Material for this task >>

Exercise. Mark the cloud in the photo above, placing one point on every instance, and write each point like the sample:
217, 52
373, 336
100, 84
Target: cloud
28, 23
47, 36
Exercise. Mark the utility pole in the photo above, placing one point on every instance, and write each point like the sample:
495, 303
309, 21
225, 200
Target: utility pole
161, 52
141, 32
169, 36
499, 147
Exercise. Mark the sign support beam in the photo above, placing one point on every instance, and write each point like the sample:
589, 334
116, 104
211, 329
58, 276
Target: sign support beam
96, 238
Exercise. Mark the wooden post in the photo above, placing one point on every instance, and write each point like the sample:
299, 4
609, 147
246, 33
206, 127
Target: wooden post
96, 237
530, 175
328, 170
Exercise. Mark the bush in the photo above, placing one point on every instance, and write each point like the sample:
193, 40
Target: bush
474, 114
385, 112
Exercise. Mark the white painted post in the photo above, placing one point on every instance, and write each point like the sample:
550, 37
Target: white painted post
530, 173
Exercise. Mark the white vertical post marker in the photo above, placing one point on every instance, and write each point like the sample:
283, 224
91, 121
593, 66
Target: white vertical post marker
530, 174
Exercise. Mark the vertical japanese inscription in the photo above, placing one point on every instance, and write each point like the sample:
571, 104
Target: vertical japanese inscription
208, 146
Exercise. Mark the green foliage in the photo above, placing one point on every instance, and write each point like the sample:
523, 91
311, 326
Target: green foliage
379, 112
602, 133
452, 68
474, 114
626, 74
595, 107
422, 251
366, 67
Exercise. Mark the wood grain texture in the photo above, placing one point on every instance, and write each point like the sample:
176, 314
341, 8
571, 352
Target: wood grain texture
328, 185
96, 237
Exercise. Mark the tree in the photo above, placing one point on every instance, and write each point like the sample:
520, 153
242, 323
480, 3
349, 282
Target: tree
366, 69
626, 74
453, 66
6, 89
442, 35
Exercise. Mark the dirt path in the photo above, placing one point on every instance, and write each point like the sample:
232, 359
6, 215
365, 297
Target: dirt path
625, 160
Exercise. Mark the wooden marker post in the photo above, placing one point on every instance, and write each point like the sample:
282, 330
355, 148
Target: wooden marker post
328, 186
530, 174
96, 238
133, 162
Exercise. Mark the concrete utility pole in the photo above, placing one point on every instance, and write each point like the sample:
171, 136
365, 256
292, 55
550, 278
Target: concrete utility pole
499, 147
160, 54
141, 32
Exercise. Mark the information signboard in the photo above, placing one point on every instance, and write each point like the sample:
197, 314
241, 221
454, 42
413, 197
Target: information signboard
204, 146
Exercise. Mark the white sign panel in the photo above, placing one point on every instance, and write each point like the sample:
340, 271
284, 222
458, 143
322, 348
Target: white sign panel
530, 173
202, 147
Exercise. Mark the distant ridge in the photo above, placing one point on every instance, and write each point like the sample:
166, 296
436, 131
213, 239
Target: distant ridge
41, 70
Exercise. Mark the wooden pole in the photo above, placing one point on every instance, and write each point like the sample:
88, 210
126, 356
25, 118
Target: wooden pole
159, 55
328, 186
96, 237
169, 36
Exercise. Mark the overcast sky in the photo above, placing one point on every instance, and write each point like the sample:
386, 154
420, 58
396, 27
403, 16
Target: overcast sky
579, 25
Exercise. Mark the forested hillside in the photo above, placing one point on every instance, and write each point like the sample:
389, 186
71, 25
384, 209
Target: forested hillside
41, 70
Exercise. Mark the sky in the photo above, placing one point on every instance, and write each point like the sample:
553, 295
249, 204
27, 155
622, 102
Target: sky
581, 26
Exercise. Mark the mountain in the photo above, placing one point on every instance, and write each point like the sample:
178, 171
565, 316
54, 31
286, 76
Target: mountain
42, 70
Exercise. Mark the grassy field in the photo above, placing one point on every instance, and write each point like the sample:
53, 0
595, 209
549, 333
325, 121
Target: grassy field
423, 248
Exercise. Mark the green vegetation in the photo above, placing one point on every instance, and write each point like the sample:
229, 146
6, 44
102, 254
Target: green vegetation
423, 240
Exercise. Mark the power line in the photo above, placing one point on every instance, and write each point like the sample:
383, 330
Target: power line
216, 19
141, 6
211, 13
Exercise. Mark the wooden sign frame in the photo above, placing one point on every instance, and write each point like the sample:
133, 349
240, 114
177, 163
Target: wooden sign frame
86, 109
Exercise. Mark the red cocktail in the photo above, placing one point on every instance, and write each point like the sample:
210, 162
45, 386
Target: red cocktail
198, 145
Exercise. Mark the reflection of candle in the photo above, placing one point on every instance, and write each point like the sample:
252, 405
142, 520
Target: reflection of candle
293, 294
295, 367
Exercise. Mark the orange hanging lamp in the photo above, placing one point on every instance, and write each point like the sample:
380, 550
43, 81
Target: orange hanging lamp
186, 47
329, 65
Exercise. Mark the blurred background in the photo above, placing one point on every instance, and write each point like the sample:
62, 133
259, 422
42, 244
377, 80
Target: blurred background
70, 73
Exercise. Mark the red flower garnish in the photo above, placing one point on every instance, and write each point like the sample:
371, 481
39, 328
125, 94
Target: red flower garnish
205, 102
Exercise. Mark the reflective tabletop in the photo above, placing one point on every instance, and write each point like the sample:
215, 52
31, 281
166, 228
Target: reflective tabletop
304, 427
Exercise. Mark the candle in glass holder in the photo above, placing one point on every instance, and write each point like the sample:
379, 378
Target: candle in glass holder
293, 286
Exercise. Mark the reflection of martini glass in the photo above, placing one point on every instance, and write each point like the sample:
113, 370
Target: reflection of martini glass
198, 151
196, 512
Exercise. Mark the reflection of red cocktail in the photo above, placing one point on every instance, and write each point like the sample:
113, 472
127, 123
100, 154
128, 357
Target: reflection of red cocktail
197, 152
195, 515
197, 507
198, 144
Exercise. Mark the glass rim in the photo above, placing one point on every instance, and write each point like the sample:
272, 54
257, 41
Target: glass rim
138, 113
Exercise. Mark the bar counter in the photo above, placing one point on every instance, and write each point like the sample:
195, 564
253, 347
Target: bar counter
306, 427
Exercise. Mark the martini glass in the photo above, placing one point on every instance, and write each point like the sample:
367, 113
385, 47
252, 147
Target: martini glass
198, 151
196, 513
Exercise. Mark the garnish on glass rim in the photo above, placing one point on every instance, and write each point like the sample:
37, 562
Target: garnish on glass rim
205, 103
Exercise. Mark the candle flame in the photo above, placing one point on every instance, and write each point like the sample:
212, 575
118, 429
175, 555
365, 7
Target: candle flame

Task statement >> Rescale the items starting with the line containing "Exercise. Mark the reflection of red" and going on through the end of the items. Repeat every line in that span, requests included, but multiply each coordinate in the answers by 2.4 and round it to a whole number, with halves rounding up. Leave the requests and their sample coordinates unchanged.

Final answer >>
Exercise. Mark the reflection of red cocktail in the photo above, placing one point on every instance, and write each point like the sample:
113, 472
127, 123
100, 154
128, 357
Target: reflection of red cocktail
473, 365
468, 1236
473, 1217
475, 346
Exercise. Mark the glass rim in the photo above, placing one point on every instance, and write each point like the sample:
272, 54
257, 41
Target: glass rim
331, 271
Exercise. Mark the bar counter in the photo above, placing one point on every instance, and write each point like the sample:
195, 564
253, 347
Target: bar counter
734, 1025
Exercise. Mark the martini glass in the photo above, placing one point on every instance, and write each point like the sample:
367, 113
385, 47
252, 147
Target: martini glass
475, 362
470, 1231
Exercise. Mark the garnish on glass rim in the photo above, placing one point on every instance, and write each point like the sample:
37, 562
Target: garnish on glass rim
492, 247
Exercise. Mark the candle flame in the photo above, placing one point on every instance, and write each point like the sample:
212, 575
118, 429
175, 555
365, 7
Target: candle flame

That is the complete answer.